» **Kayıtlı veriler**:
━━━━━━
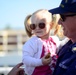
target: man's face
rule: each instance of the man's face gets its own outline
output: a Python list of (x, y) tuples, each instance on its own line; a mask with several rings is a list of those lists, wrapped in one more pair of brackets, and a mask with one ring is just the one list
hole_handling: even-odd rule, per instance
[(73, 38), (76, 35), (76, 14), (68, 13), (60, 16), (59, 24), (63, 26), (64, 35)]

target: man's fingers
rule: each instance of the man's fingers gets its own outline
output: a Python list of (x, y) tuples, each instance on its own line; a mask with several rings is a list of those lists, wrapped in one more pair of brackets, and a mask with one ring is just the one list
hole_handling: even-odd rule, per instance
[(16, 65), (16, 67), (19, 68), (22, 65), (23, 65), (23, 63), (19, 63), (19, 64)]

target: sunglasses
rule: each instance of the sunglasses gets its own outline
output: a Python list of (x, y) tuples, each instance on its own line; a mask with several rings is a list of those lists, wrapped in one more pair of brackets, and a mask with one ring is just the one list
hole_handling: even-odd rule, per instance
[(35, 30), (37, 26), (38, 26), (40, 29), (44, 29), (44, 28), (45, 28), (45, 23), (39, 23), (38, 25), (36, 25), (36, 24), (30, 24), (30, 28), (31, 28), (32, 30)]
[(61, 19), (61, 21), (65, 21), (66, 20), (66, 18), (67, 17), (72, 17), (72, 16), (76, 16), (76, 14), (69, 14), (69, 15), (62, 15), (62, 14), (60, 14), (60, 19)]

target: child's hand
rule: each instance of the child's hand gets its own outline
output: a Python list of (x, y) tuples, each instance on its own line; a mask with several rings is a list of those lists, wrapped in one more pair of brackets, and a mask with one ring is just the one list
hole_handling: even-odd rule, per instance
[(51, 62), (51, 57), (47, 58), (46, 56), (42, 57), (42, 63), (43, 63), (43, 65), (49, 65), (50, 62)]

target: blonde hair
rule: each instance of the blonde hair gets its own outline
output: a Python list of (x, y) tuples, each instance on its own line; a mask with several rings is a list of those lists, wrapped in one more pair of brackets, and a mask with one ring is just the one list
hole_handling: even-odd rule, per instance
[(31, 24), (31, 15), (28, 15), (25, 20), (24, 20), (24, 26), (25, 26), (25, 30), (26, 30), (26, 33), (29, 37), (31, 37), (33, 34), (32, 34), (32, 29), (30, 28), (30, 24)]
[(62, 26), (58, 24), (58, 20), (60, 18), (59, 14), (54, 14), (53, 15), (53, 29), (54, 29), (54, 35), (57, 35), (58, 37), (62, 38), (64, 37), (63, 31), (62, 31)]
[(29, 37), (31, 37), (33, 35), (32, 29), (30, 28), (30, 24), (31, 24), (31, 20), (32, 20), (33, 16), (37, 13), (43, 14), (44, 12), (46, 12), (48, 14), (47, 17), (50, 18), (50, 19), (48, 19), (48, 21), (52, 19), (51, 23), (53, 23), (53, 24), (51, 26), (52, 27), (51, 30), (53, 30), (53, 35), (57, 35), (58, 37), (63, 37), (64, 36), (63, 32), (61, 32), (62, 27), (61, 27), (61, 25), (58, 25), (58, 20), (59, 20), (60, 16), (58, 14), (52, 15), (52, 13), (50, 13), (47, 9), (37, 10), (32, 15), (28, 15), (25, 18), (24, 25), (25, 25), (25, 30), (26, 30), (27, 35)]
━━━━━━
» **Çözülecek Problem**:
Yukarıdaki öğelerde "target: sunglasses" geçen satırdan aşağıya, "28), (32, 30)]" geçen satıra kadar (iki uç satır da dahil) her şeyi, istekler de içinde olmak üzere yeniden yazıp yalnızca bu satırları verir misin? Bunu yaparken yanıtlardaki koordinatların her sayısını 84 artır.

» **Doğru Çıktı**:
target: sunglasses
rule: each instance of the sunglasses gets its own outline
output: a Python list of (x, y) tuples, each instance on its own line; a mask with several rings is a list of those lists, wrapped in one more pair of brackets, and a mask with one ring is just the one list
hole_handling: even-odd rule, per instance
[(119, 114), (121, 110), (122, 110), (124, 113), (128, 113), (128, 112), (129, 112), (129, 107), (123, 107), (122, 109), (120, 109), (120, 108), (114, 108), (114, 112), (115, 112), (116, 114)]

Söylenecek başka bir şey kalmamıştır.